● **Gegeven tekst**
==============================
Willem Elsschot |
LIJMEN in Amsterdam [en
Wetteren]
[door onze correspondent, Texeira de Mattos]
[door onze correspondent, Texeira de Mattos]
TdM: Guido Lauwaert is weer onder ons
nedergedaald en was bereid tot een interview voor het Algemeen Wereldtijdschrift. Welkom, meneer Lauwaert. U gaat voor de
zoveelste maal uw monoloog LIJMEN naar de gelijknamige roman
van Willem Elsschot opvoeren. De
hoeveelste maal is het nu al?
GL: Het totale aantal of enkel het aantal
keren dat ik de monoloog gespeeld heb in Nederland en zijn buitengewesten?
TdM: Het totale aantal is interessant, maar
vooral naar het aantal keren dat je de voorstelling in onze prachtige hoofdstad
bracht interesseert onze lezers.
GL: Wel, in de gouden jaren tachtig bedroeg het
aantal optredens in Amsterdam soms meer dan twintig per maand, en in heel
Nederland een veelvoud ervan, meneer De Mattos.
TdM: Maar dat is dan meer één per dag!
GL: Dat klopt. Vaak twee schoolvoorstellingen
overdag, gevolgd door een avondvoorstelling in het plaatselijk theater. En het
gebeurde niet zelden dat ik op zondag een privévoorstelling had ten huize van
een welstellend burger met een kast van een villa aan een continentale straat
en een flat op de dijk van Knokke.
TdM: Doe eens een ruwe schatting over het totaal
aantal opvoeringen.
==============================
● **Getoonde lijst**
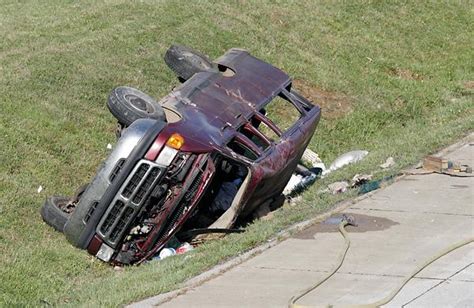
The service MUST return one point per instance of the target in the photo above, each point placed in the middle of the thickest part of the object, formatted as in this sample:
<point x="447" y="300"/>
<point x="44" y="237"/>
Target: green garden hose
<point x="389" y="297"/>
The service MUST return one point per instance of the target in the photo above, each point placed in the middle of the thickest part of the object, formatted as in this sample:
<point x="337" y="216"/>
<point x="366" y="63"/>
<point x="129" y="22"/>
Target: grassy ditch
<point x="396" y="79"/>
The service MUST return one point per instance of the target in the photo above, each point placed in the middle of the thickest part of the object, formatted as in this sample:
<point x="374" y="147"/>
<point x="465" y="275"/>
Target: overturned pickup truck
<point x="222" y="144"/>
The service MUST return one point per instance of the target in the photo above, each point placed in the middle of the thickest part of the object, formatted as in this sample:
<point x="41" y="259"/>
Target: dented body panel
<point x="220" y="115"/>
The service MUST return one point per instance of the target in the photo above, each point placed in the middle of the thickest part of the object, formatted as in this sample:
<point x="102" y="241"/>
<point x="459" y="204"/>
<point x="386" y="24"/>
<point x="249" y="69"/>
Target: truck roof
<point x="219" y="103"/>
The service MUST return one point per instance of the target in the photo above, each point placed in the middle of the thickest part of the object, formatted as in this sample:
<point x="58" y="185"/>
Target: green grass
<point x="403" y="68"/>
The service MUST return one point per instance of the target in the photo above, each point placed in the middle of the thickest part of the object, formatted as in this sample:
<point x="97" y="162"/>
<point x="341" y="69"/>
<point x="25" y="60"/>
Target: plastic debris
<point x="338" y="187"/>
<point x="346" y="159"/>
<point x="313" y="159"/>
<point x="360" y="179"/>
<point x="167" y="252"/>
<point x="388" y="163"/>
<point x="376" y="184"/>
<point x="292" y="183"/>
<point x="184" y="248"/>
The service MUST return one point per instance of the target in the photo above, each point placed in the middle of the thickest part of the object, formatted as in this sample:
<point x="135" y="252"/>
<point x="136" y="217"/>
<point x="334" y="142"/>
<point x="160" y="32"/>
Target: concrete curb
<point x="281" y="236"/>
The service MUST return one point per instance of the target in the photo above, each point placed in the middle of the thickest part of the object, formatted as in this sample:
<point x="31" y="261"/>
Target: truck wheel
<point x="185" y="62"/>
<point x="53" y="214"/>
<point x="129" y="104"/>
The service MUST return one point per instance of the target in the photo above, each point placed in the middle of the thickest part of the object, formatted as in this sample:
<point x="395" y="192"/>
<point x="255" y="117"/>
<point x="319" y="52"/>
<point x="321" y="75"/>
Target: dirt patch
<point x="364" y="223"/>
<point x="469" y="84"/>
<point x="333" y="105"/>
<point x="404" y="74"/>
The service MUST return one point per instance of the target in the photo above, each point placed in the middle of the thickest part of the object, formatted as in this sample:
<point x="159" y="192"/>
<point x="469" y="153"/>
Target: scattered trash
<point x="440" y="165"/>
<point x="118" y="268"/>
<point x="301" y="179"/>
<point x="360" y="179"/>
<point x="338" y="187"/>
<point x="346" y="159"/>
<point x="167" y="252"/>
<point x="388" y="163"/>
<point x="373" y="185"/>
<point x="184" y="248"/>
<point x="292" y="183"/>
<point x="313" y="159"/>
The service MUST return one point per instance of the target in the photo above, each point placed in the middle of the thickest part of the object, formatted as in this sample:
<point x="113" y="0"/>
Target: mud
<point x="334" y="105"/>
<point x="364" y="223"/>
<point x="404" y="74"/>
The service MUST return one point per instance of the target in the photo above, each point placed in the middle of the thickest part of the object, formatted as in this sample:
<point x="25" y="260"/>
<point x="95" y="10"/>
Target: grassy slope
<point x="403" y="67"/>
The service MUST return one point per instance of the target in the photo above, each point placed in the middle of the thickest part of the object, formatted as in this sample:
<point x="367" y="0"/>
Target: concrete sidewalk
<point x="400" y="227"/>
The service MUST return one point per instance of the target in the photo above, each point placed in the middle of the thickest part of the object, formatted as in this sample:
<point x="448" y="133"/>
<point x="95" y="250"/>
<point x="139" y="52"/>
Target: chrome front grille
<point x="127" y="202"/>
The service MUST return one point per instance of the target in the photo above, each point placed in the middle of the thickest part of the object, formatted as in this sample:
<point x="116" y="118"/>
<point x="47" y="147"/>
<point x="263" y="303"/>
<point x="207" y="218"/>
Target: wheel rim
<point x="139" y="103"/>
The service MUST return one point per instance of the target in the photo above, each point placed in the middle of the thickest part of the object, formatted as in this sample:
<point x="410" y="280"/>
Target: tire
<point x="185" y="62"/>
<point x="129" y="104"/>
<point x="53" y="214"/>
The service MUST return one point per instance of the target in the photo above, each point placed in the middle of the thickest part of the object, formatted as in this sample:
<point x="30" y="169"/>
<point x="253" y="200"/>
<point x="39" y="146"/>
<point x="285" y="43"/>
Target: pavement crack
<point x="409" y="212"/>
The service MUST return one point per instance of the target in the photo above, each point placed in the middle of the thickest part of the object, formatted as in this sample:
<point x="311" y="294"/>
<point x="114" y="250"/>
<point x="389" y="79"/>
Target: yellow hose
<point x="389" y="297"/>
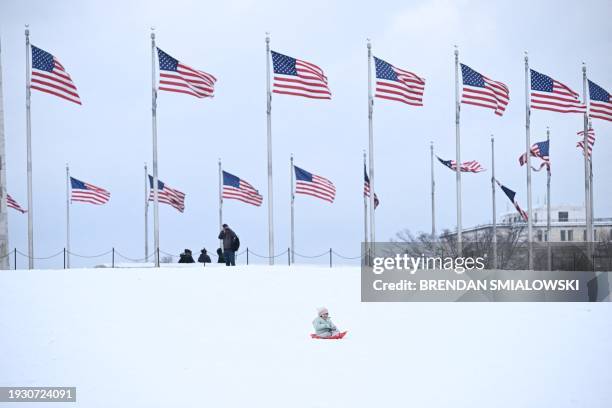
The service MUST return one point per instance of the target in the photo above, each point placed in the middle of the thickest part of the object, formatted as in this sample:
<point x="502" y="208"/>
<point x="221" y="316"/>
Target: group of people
<point x="227" y="255"/>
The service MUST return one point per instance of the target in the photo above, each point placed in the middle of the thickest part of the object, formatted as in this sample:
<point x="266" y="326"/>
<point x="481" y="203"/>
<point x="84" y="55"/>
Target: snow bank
<point x="218" y="337"/>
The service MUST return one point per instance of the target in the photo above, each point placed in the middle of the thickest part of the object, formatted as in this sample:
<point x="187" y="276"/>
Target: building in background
<point x="567" y="224"/>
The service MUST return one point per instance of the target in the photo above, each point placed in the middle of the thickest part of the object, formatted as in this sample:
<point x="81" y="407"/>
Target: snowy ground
<point x="214" y="337"/>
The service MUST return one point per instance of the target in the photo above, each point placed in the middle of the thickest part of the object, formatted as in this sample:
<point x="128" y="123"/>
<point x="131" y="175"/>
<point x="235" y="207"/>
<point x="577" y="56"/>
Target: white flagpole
<point x="155" y="175"/>
<point x="528" y="167"/>
<point x="548" y="248"/>
<point x="371" y="152"/>
<point x="365" y="215"/>
<point x="269" y="138"/>
<point x="292" y="172"/>
<point x="433" y="195"/>
<point x="594" y="238"/>
<point x="587" y="170"/>
<point x="220" y="202"/>
<point x="458" y="155"/>
<point x="4" y="239"/>
<point x="493" y="203"/>
<point x="29" y="153"/>
<point x="68" y="188"/>
<point x="146" y="209"/>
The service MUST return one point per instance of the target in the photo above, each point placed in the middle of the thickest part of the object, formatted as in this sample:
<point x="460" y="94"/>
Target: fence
<point x="117" y="258"/>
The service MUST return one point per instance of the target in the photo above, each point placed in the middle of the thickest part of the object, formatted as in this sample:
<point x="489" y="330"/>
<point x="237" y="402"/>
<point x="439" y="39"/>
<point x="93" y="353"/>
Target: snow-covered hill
<point x="219" y="337"/>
==============================
● **Wat wordt gevraagd**
- a) Werk het interview over Lijmen bij van "GL: Dat klopt." tot "aantal opvoeringen." en geef dat stuk opnieuw, met "Knokke" vervangen door "Oostende".
- b) Verzamel alsjeblieft uit de lijst elke regel waarin het woord "concrete" voorkomt. Hoofdletters tellen mee.

● **Antwoorden op volgorde**
- a)
GL: Dat klopt. Vaak twee schoolvoorstellingen
overdag, gevolgd door een avondvoorstelling in het plaatselijk theater. En het
gebeurde niet zelden dat ik op zondag een privévoorstelling had ten huize van
een welstellend burger met een kast van een villa aan een continentale straat
en een flat op de dijk van Oostende.
TdM: Doe eens een ruwe schatting over het totaal
aantal opvoeringen.

- b)
Target: concrete curb
Target: concrete sidewalk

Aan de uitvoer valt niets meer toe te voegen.